— СПИСОК ЗАДАНИЙ —
1) Ответьте на вопросы по отрывку о двадцатых годах:
(a) Кто стоял во главе движения капитулянтов?
(b) С какой моралью с легкостью отождествлялась христианская?
(c) Почему схемы казались убедительными?
2) Подхватите отрывок о двадцатых годах и продолжите его после последнего предложения.

─── ФРАГМЕНТ СТРАНИЦЫ ───

Авербах был типичнейшим человеком первого революционного десятилетия. Так думали, рассуждали и говорили все адепты новой религии во всех областях. В их речах чувствовался задор – они любили поучать и ошеломлять. Они взяли на себя свержение кумиров, то есть старых ценностных понятий, а время работало на них, и поэтому никто не замечал, какими топорными орудиями они работают.
Крик «За что боролись?» раздался в самом начале двадцатых годов и сразу умолк Народ еще не безмолвствовал, а молчал, готовясь жить и благоденствовать. Интеллигенция же на досуге занялась переоценкой ценностей – это был период массовой капитуляции. По существу, они шли по пути, проложенному ниспровергателями дореволюционного периода и их продолжателями типа Авербаха, но, разумеется, старались избежать крайностей и грубой прямоты передовиков. Во главе движения капитулянтов были тридцатилетние, успевшие побывать на войне. Они вели за собой младших. Вообще в те годы действовали люди тридцати-сорока лет. Старшие, если они уцелели, молча отходили в сторону. В основе каждой капитуляции лежала предпосылка, что на смену «старому» пришло «новое», а тот, кто держится за «старое», останется на бобах. Это воззрение было подготовлено теорией прогресса, а также историческим детерминизмом новой религии. Капитулянты расшатывали все старые представления хотя бы потому, что они старые и, следовательно, отслужили свой срок. Для огромного числа неофитов никаких ценностей, истин и законов больше не существовало, кроме тех, которые нужны были сейчас и назывались для удобства классовыми. Христианская мораль с легкостью отождествлялась с буржуазной, а вместе с ней – древняя заповедь «не убий». Все казалось фикцией. Свобода? А где вы ее видели?.. Никакой свободы нет и не бывало… Искусство, а тем более литература, только и делали, что выполняли заказ своего класса – из этого прямой вывод: писателю следует с полным сознанием и пониманием дела перейти к новому заказчику… Из обихода исчезло множество слов – честь, совесть и тому подобное. Развенчать эти понятия не так уж трудно, когда открыт рецепт развенчивания.
Характерно, что всяким понятием в те годы орудовали в его чистом, то есть абсолютно абстрактном виде, без малейшего учета его социальной, человеческой и земной природы. В таком виде они легко поддавались низложению: ничего нет проще, чем доказать, например, что нигде в мире нет абсолютной свободы печати, а затем заявить, что вместо суррогатов, которыми тешатся жалкие либералы, лучше с мужественной прямотой добровольно отказаться от всяких потуг на свободу. Эти схемы казались убедительными, потому что незрелые умы не доросли ни до ограничительных понятий, ни до отрицательных определений.

─── СПИСОК ЗАПИСЕЙ ───

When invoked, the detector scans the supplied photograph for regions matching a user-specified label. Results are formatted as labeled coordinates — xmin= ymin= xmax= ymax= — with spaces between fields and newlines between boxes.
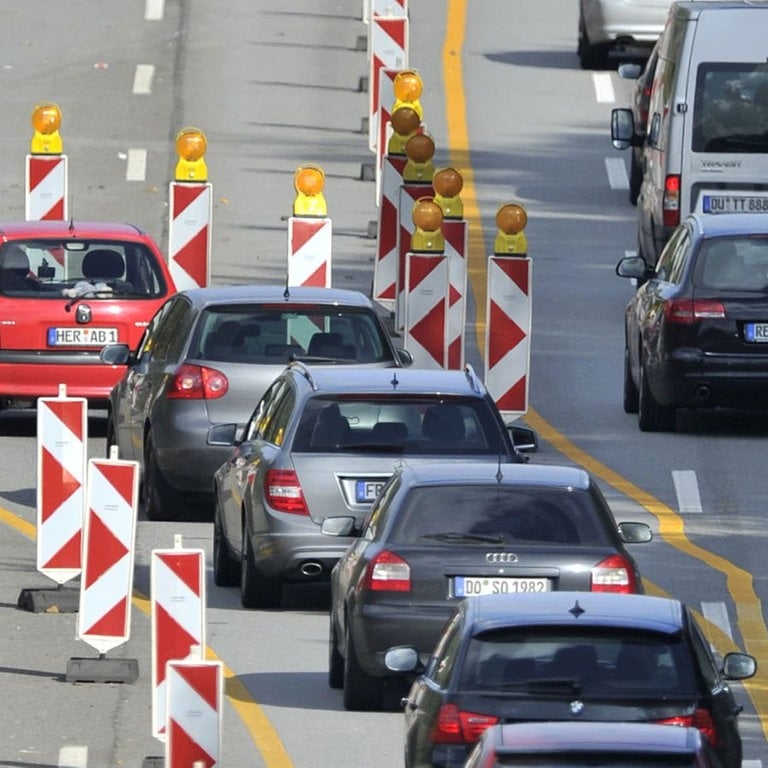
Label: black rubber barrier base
xmin=65 ymin=656 xmax=139 ymax=684
xmin=17 ymin=588 xmax=80 ymax=613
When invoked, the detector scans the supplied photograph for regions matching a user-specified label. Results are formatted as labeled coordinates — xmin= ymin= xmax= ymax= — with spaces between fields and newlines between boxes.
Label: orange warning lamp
xmin=30 ymin=101 xmax=63 ymax=155
xmin=432 ymin=168 xmax=464 ymax=219
xmin=390 ymin=69 xmax=424 ymax=121
xmin=387 ymin=106 xmax=421 ymax=155
xmin=403 ymin=133 xmax=435 ymax=183
xmin=176 ymin=128 xmax=208 ymax=181
xmin=293 ymin=164 xmax=328 ymax=216
xmin=411 ymin=197 xmax=445 ymax=253
xmin=493 ymin=203 xmax=528 ymax=256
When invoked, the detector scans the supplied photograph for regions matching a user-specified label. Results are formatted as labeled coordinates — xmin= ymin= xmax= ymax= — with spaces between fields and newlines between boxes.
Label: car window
xmin=293 ymin=395 xmax=508 ymax=456
xmin=461 ymin=626 xmax=699 ymax=699
xmin=389 ymin=484 xmax=610 ymax=547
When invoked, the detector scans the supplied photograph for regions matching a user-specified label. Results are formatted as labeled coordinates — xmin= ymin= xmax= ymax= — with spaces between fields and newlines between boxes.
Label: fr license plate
xmin=355 ymin=480 xmax=386 ymax=504
xmin=453 ymin=576 xmax=550 ymax=597
xmin=48 ymin=326 xmax=118 ymax=347
xmin=702 ymin=195 xmax=768 ymax=213
xmin=744 ymin=323 xmax=768 ymax=344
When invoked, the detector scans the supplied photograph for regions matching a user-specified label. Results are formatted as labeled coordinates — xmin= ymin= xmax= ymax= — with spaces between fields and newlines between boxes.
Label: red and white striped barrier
xmin=373 ymin=155 xmax=408 ymax=312
xmin=403 ymin=252 xmax=449 ymax=368
xmin=288 ymin=216 xmax=333 ymax=288
xmin=165 ymin=660 xmax=224 ymax=768
xmin=485 ymin=255 xmax=531 ymax=420
xmin=150 ymin=540 xmax=205 ymax=740
xmin=37 ymin=385 xmax=88 ymax=584
xmin=368 ymin=15 xmax=408 ymax=152
xmin=24 ymin=155 xmax=69 ymax=221
xmin=442 ymin=219 xmax=469 ymax=370
xmin=395 ymin=185 xmax=435 ymax=331
xmin=77 ymin=459 xmax=139 ymax=654
xmin=168 ymin=181 xmax=213 ymax=291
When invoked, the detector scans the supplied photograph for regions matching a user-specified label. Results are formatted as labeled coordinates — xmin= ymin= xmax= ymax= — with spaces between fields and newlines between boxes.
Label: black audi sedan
xmin=386 ymin=591 xmax=757 ymax=768
xmin=616 ymin=213 xmax=768 ymax=432
xmin=323 ymin=460 xmax=652 ymax=710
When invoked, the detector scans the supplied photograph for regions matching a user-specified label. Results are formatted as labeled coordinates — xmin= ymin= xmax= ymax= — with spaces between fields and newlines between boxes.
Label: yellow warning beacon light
xmin=30 ymin=101 xmax=63 ymax=155
xmin=293 ymin=163 xmax=328 ymax=216
xmin=493 ymin=203 xmax=528 ymax=256
xmin=176 ymin=127 xmax=208 ymax=181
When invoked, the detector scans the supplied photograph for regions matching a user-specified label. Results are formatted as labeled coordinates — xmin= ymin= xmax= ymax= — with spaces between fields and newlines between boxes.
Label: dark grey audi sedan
xmin=323 ymin=460 xmax=651 ymax=709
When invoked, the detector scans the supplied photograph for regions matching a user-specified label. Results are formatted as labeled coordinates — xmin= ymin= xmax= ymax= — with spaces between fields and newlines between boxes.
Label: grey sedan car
xmin=102 ymin=285 xmax=412 ymax=520
xmin=208 ymin=362 xmax=532 ymax=608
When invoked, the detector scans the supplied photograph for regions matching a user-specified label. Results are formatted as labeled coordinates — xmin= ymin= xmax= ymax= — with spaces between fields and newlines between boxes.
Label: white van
xmin=611 ymin=0 xmax=768 ymax=264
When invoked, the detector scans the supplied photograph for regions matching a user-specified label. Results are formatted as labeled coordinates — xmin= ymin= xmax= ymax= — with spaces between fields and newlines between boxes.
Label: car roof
xmin=688 ymin=213 xmax=768 ymax=237
xmin=177 ymin=284 xmax=373 ymax=307
xmin=398 ymin=460 xmax=590 ymax=490
xmin=459 ymin=591 xmax=684 ymax=634
xmin=0 ymin=220 xmax=151 ymax=240
xmin=286 ymin=363 xmax=486 ymax=397
xmin=487 ymin=721 xmax=701 ymax=754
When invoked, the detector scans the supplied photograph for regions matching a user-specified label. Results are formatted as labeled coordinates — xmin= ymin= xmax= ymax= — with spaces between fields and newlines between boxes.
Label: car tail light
xmin=592 ymin=555 xmax=637 ymax=594
xmin=264 ymin=469 xmax=309 ymax=515
xmin=661 ymin=174 xmax=680 ymax=227
xmin=432 ymin=704 xmax=499 ymax=744
xmin=364 ymin=549 xmax=411 ymax=592
xmin=664 ymin=299 xmax=725 ymax=325
xmin=165 ymin=365 xmax=229 ymax=400
xmin=655 ymin=708 xmax=719 ymax=747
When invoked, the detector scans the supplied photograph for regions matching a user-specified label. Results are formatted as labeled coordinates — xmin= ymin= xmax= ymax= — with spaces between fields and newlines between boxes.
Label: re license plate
xmin=48 ymin=326 xmax=119 ymax=347
xmin=744 ymin=323 xmax=768 ymax=344
xmin=453 ymin=576 xmax=551 ymax=597
xmin=702 ymin=195 xmax=768 ymax=213
xmin=355 ymin=480 xmax=386 ymax=504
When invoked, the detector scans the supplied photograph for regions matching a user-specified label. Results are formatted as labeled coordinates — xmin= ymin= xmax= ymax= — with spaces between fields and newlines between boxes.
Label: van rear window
xmin=692 ymin=62 xmax=768 ymax=153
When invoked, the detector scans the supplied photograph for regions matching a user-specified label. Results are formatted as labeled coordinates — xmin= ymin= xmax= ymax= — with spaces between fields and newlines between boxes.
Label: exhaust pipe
xmin=299 ymin=560 xmax=323 ymax=578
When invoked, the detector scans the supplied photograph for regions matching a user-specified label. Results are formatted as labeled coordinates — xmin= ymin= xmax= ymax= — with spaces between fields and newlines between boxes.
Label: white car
xmin=577 ymin=0 xmax=671 ymax=69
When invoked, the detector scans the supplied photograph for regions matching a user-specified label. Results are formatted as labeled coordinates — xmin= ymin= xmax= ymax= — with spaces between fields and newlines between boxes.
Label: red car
xmin=0 ymin=221 xmax=176 ymax=408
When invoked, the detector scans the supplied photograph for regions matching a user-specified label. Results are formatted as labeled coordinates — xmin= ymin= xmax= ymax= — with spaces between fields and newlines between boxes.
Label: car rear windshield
xmin=293 ymin=393 xmax=511 ymax=460
xmin=390 ymin=483 xmax=610 ymax=546
xmin=0 ymin=240 xmax=166 ymax=300
xmin=193 ymin=304 xmax=393 ymax=365
xmin=460 ymin=626 xmax=698 ymax=700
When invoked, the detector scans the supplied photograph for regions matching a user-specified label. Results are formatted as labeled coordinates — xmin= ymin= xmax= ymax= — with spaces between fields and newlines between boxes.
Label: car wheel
xmin=328 ymin=613 xmax=344 ymax=690
xmin=142 ymin=434 xmax=183 ymax=520
xmin=624 ymin=345 xmax=640 ymax=413
xmin=637 ymin=362 xmax=675 ymax=432
xmin=213 ymin=503 xmax=240 ymax=587
xmin=344 ymin=630 xmax=384 ymax=711
xmin=240 ymin=526 xmax=283 ymax=608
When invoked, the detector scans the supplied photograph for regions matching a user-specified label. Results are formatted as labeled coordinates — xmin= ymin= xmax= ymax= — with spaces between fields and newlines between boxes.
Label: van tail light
xmin=165 ymin=364 xmax=229 ymax=400
xmin=264 ymin=469 xmax=309 ymax=515
xmin=661 ymin=173 xmax=680 ymax=227
xmin=432 ymin=704 xmax=499 ymax=744
xmin=664 ymin=299 xmax=725 ymax=325
xmin=592 ymin=555 xmax=637 ymax=594
xmin=363 ymin=549 xmax=411 ymax=592
xmin=655 ymin=708 xmax=720 ymax=747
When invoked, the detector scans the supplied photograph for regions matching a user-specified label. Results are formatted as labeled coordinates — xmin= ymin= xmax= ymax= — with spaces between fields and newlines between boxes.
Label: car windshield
xmin=460 ymin=626 xmax=698 ymax=700
xmin=0 ymin=240 xmax=165 ymax=300
xmin=293 ymin=393 xmax=510 ymax=460
xmin=192 ymin=303 xmax=392 ymax=365
xmin=390 ymin=484 xmax=610 ymax=546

───

— ОТВЕТЫ К ЗАДАНИЯМ —
1)
(a) Тридцатилетние, успевшие побывать на войне.
(b) С буржуазной.
(c) Потому что незрелые умы не доросли ни до ограничительных понятий, ни до отрицательных определений.

2)
Психологически всех толкал на капитуляцию страх остаться в одиночестве и в стороне от общего движения, да еще потребность в так называемом целостном и органическом мировоззрении, приложимом ко всем сторонам жизни, а также вера в прочность победы и в вечность победителей. Но самое главное это то, что у самих капитулянтов ничего за душой не было. Эту поразительную пустоту лучше всех, пожалуй, выразил Шкловский в «Zoo», злосчастной книжке, где он слезно просит победителей взять его под опеку. Сами они себя, что ли, обокрали или это война и окопы вызвали такую горестную реакцию, но чувство несовершеннолетия и потребность в опеке ощущались с огромной силой. Только тот, кто разделял эти чувства с другими, мог быть признан современным человеком.
«В вопросах литературы они должны спрашивать у нас, а не мы у них», – сказал О. М. в редакции «Прибоя», отказываясь подписаться под коллективной писательской петицией, потому что она основывалась на постановлении ЦК о литературе. Речь шла о защите какого-то критика от нападок РАППа – его обвиняли в том, что он написал рецензию на роман Ляшко, не дочитав его до конца. Писатели писали наверх, прося ЦК распорядиться о прекращении травли. Они ссылались на постановление, предлагающее положить конец литературной борьбе – «распрям», как это тогда называлось, – и дружно приняться за труд, чтобы объединенными усилиями отлично выполнить партийный заказ.
В редакции, как всегда, толпилось много народу. Они окружили О. М. Мотивировка отказа, как мы заметили, вызвала самое искреннее недоумение. Для присутствовавших слова О. М. были ветошью из сундуков прошлого, признаком несовременности и отсталости. В искренности их недоумения сомневаться не стоит: я помню удивленное лицо Каверина, собиравшего подписи. И ему О. М. показался просто старомодным чудаком, не понимавшим своего времени и его основных тенденций. Когда О. М. и Анне Андреевне было по тридцать с лишним лет, их искренне считали стариками. Но случилось так, что оба они стали постепенно молодеть в сознании людей, а позиции сторонников «нового» безнадежно на глазах обветшали.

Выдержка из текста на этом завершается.